EXTRACT TO READ START

The Microsoft Library in Redmond has long been a quiet anachronism in the middle of the high-tech campus, a place where authors gave talks and employees checked out old-fashioned paper books, including titles recommended by CEO Satya Nadella and other execs.
That chapter of the company’s history is now closing.
The Verge broke the news Thursday that Microsoft’s traditional library is going away as part of what Microsoft described internally as a shift to a “modern, AI-powered learning experience.”
Responding to an inquiry from GeekWire, the company confirmed that its libraries in Redmond, Hyderabad, Beijing, and Dublin closed as of this week and “are being repurposed into collaborative spaces for group learning and experimentation,” where employees can explore emerging technologies.
“We’re evolving Microsoft Library locations and services to better support how employees learn, stay current, and build new skills,” a Microsoft spokesperson said via email. The changes are already underway and will roll out fully in the coming weeks, according to the company.

In an internal FAQ obtained by The Verge, Microsoft described the new approach as a “Skilling Hub” and acknowledged that the decision “affects a space many people valued.”
The shift also includes cuts to employee subscriptions for newspapers and industry reports. Publications affected include The Information and Strategic News Service, which had provided global reports to Microsoft employees for more than two decades.
Microsoft said it continues to offer access to more than 20 digital resources and subscriptions, “prioritizing those most valuable to employees.”
Strategic News Service didn’t mince words about Microsoft’s AI-focused rationale.
“Technology’s future is shaped by flows of power, money, innovation, and people — none of which are predictable based on LLMs’ probabilistic regurgitation of old information,” Berit Anderson, the company’s chief operating officer, told The Verge.

The library has moved around over the decades, from the original Building 4 to Building 92 most recently. The news of the closure drew a nostalgic response on X from Steven Sinofsky, the former Windows president, who called the library “a crown jewel of the early days.”
“They bought every PC book and two copies of every software,” Sinofsky wrote. “If you found one you needed that they didn’t have, they acquired it.”

EXTRACT TO READ END
GIVEN MATERIAL START

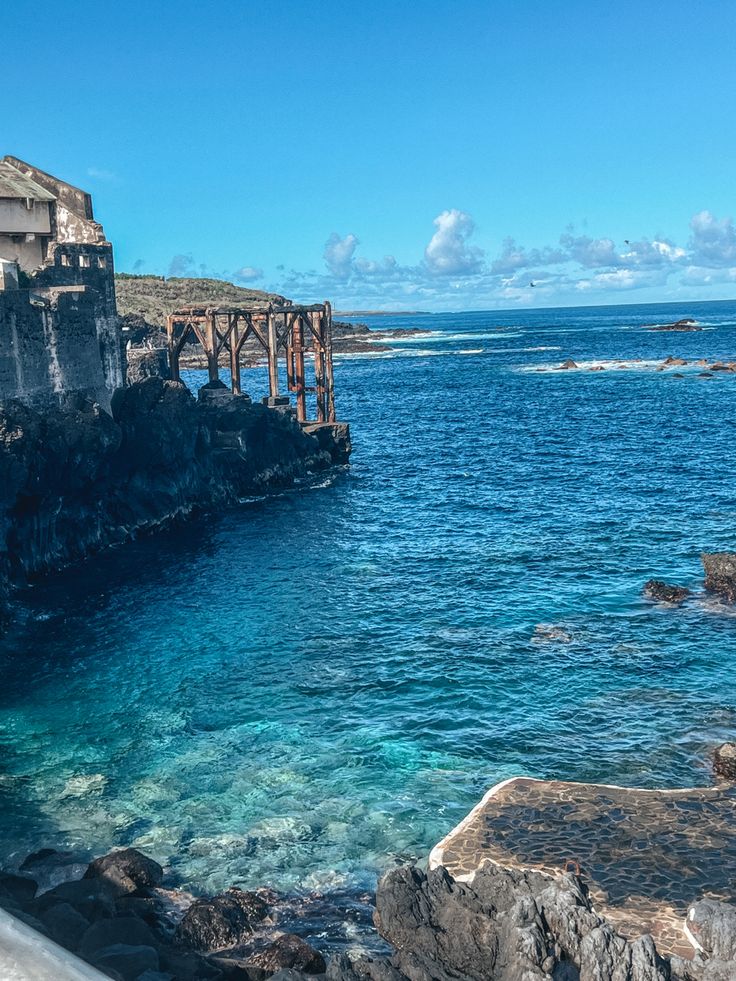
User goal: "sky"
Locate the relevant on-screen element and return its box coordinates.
[8,0,736,311]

GIVEN MATERIAL END

**TASK:**
In the article on the Microsoft Library closing, which cities had libraries that Microsoft confirmed closed this week?

**ANSWER FOR THE TASK:**
Redmond, Hyderabad, Beijing, and Dublin.